━━ Data shown

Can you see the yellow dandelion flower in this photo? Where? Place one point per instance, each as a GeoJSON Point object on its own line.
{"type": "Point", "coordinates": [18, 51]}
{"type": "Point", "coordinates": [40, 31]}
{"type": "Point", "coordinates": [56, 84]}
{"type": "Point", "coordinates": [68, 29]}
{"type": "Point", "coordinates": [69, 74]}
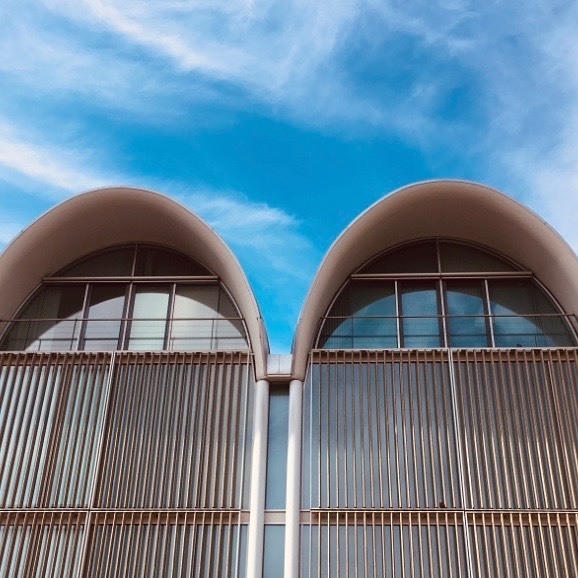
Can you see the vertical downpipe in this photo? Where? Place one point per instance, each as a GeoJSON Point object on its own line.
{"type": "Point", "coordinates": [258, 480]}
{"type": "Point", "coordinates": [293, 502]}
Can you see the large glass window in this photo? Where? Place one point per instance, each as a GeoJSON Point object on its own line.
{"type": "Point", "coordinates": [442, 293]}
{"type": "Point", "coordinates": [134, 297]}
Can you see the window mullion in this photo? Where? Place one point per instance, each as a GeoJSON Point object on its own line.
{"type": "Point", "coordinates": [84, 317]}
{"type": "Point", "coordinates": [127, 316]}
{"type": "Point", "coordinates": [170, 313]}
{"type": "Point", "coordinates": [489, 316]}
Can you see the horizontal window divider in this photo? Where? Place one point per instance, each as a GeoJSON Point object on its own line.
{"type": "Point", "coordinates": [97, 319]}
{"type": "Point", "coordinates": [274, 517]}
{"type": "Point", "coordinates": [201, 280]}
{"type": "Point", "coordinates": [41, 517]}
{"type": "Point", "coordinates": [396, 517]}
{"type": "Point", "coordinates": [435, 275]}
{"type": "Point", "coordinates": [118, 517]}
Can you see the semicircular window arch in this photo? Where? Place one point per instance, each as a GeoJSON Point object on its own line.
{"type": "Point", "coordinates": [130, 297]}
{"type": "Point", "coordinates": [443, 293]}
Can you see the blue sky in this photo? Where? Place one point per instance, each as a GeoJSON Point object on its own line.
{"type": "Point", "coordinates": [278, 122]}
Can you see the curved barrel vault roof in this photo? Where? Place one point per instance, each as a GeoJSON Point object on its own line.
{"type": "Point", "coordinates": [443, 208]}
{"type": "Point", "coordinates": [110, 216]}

━━━━
━━ Data shown

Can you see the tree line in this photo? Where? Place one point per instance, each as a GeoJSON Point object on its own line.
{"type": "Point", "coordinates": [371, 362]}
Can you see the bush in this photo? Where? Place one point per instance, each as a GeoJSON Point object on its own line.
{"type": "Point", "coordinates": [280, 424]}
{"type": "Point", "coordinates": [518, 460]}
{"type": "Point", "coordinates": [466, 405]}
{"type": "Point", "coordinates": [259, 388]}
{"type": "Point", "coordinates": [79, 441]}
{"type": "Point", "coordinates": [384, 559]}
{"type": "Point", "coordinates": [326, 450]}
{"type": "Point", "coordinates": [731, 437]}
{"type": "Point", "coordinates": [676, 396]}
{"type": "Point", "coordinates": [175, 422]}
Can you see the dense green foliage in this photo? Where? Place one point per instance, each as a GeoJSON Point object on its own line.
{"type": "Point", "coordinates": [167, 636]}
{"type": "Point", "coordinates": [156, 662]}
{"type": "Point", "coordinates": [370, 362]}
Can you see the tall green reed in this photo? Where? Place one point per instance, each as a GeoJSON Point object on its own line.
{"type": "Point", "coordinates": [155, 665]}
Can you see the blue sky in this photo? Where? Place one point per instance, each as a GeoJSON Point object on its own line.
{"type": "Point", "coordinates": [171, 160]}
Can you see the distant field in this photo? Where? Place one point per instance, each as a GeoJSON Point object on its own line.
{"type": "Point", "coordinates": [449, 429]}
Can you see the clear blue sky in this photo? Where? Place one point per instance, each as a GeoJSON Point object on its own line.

━━━━

--- Aim ---
Count the lines in the data above that contain the string "green", treating uppercase and lowercase letters as different. Reply with the number alone.

--- Task result ---
2